%%

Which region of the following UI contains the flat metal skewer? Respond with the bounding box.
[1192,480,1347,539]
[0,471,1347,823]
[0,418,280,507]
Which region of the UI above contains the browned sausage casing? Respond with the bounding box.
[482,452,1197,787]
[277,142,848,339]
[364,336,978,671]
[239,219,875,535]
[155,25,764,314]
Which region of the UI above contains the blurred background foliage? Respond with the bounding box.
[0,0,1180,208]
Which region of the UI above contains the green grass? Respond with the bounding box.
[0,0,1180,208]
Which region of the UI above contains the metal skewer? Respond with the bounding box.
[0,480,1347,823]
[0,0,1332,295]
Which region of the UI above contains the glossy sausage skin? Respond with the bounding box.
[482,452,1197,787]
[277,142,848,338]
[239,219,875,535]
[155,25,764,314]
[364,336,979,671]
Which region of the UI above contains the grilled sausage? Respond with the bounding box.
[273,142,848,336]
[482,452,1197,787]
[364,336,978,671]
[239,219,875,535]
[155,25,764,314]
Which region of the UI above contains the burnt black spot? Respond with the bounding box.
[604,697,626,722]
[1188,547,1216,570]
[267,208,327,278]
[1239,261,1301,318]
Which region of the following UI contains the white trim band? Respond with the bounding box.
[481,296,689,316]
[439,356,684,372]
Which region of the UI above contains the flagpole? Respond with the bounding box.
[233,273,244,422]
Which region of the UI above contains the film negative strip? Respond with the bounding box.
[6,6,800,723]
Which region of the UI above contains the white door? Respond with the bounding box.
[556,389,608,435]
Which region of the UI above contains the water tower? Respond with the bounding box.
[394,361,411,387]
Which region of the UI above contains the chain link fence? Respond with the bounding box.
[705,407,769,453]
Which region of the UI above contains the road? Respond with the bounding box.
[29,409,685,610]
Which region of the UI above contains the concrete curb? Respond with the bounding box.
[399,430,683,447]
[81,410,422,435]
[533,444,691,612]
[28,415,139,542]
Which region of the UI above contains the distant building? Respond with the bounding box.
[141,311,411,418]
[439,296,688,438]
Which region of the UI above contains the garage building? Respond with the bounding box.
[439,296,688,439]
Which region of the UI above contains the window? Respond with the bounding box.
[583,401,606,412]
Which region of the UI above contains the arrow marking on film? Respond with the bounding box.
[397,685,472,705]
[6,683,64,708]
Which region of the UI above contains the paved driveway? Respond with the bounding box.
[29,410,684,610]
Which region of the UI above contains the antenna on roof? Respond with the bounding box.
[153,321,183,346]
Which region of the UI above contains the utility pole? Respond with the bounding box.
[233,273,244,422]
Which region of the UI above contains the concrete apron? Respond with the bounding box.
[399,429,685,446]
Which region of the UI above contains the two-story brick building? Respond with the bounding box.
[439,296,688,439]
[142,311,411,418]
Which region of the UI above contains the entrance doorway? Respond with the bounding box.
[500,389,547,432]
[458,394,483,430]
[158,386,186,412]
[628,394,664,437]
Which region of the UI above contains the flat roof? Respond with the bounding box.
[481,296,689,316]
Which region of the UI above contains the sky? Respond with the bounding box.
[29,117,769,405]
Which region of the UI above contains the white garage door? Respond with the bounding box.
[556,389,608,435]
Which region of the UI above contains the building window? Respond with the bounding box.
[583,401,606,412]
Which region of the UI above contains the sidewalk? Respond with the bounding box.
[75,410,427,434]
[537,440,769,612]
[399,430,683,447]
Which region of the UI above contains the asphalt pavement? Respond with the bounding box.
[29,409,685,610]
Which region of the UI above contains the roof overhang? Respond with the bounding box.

%%

What to work on:
Report every line of the items above that contains the word "roof".

Answer to this problem:
Which region of the UI above contains the antenna on roof? Respond with the bounding box.
Which region of the UI above contains the flat roof? Respond with the bounding box.
Which region of the UI above contains the roof overhang? Respond with the bounding box.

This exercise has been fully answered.